Analysing music, especially scores can be, sort of dull. But when you are talking to the man who composed music for films like Little Miss Sunshine,The Imaginarium of Doctor Parnassus,The Boondock Saints, Monsoon Wedding; you know you are digging into a refined mind.
I was compelled to seek you out after hearing your score to Life of Pi. I discovered that your filmography was not only impressively long, but extremely eclectic. Girl interrupted, then Moneyball and then a Capote. Do you actively choose projects that are different from one another? What is the criterion?
Certainly, a composer benefits from going from one style to another, from gaining the freshness that occurs from re-inventing your style for very different worlds of contrasting films. The criteria for me has always been to work with filmmakers with something to say, who are drawn to explore less traveled paths, and take the film and the music to new places. Whenever I am feeling scared that I have got myself into something that is too much of a reach for me, that’s when I know I am in the right place!
Many of your scores have an epic feel to them—Water, The Nativity Story etc. Are you naturally attracted to these sorts of films?
I’m drawn to good stories, set in unexpected places, whether they play out on a grand scale or not, isn’t something that I am more or less drawn to. Often epics are less identifiable, less believable on a human scale, with characters that are one dimensional…those sorts of films are not something that I am attracted to. Anything with layers of meaning, with complexity of character and motivations are very inspiring for music.
When is a score finished in your eyes?
You have hit on something very problematic for me! I have a great difficulty feeling that I am ever done with anything I’m working on. I guess I am lucky to work in an industry where there are very strict deadlines; otherwise I would never hand over any music! It’s difficult because while you are working on a score, you have your critical faculties set very high, always striving to find what could be better, and how to make it better and I have trouble turning that off, even when I am watching the final released film! The time away from it, is the only cure. Once I’ve worked on one or two other things and then come back to it in a year, that is about the only way I can enjoy it.
Your scores oftentimes come from striking places. Ararat was based in Armenia. And Water in India. How much research do you conduct for scores like these?
A great deal. I have always disliked “world music”, which I would define as the uninformed and insensitive use of non-western instruments. I studied ethno-musicology in University and so have an approach that is more careful than that: I do a great deal of listening and reading and try to understand not just the musical instruments and forms of non-western music, but also its place in the society that it serves, and how and when and where it is used. Ideally, I like to record in the country itself. Although there are many Armenian and Indian musicians in LA for example, I have recorded in Yerevan and Mumbai instead, which is a great deal more difficult of course, but what you learn as a composer by going to the place the music sprang from, is irreplaceable.
You have collaborated with Ang Lee on three films so far. What’s your working relationship with him?
------------
» **DIRECTIVE 1**: In the composer interview, why does the composer find it hard to enjoy a finished score right away?
» **DIRECTIVE 2**: According to the interview, what subject did the composer study at university?
» **DIRECTIVE 3**: Sum up the composer interview in two sentences.

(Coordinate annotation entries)
------------
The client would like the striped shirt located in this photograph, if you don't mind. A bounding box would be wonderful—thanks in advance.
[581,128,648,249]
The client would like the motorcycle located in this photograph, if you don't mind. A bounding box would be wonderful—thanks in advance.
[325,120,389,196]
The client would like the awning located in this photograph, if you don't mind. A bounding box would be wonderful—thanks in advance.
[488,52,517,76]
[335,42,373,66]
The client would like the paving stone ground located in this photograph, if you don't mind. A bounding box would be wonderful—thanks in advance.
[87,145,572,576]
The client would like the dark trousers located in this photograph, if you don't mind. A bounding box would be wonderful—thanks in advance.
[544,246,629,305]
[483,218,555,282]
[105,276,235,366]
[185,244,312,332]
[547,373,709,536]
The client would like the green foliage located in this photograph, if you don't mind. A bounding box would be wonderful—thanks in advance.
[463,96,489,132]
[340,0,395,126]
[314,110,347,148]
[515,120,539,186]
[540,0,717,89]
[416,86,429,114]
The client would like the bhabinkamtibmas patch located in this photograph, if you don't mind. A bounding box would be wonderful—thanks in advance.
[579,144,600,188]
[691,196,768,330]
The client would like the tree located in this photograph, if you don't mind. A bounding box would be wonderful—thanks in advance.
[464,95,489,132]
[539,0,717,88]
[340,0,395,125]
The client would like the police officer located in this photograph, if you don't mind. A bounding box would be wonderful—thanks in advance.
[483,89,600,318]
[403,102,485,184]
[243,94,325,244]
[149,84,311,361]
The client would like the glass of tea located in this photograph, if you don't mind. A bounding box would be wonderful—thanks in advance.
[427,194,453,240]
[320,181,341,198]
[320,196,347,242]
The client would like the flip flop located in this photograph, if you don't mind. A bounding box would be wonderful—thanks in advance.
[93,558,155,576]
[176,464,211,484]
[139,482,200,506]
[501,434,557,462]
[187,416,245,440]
------------
» **RESULT 1**: While working on a score, the composer keeps their critical faculties set very high, always looking for what could be better, and has trouble turning that off even when watching the final released film. Only time away cures this: after working on one or two other things and coming back a year later, the composer can enjoy it.

» **RESULT 2**: Ethno-musicology.

» **RESULT 3**: The film composer picks projects with filmmakers who have something to say and explore less traveled paths, and prefers good stories with layers of meaning over epics with one-dimensional characters. The composer never feels a score is finished without a deadline, and for films set in places like Armenia and India does extensive research and prefers to record in the country itself.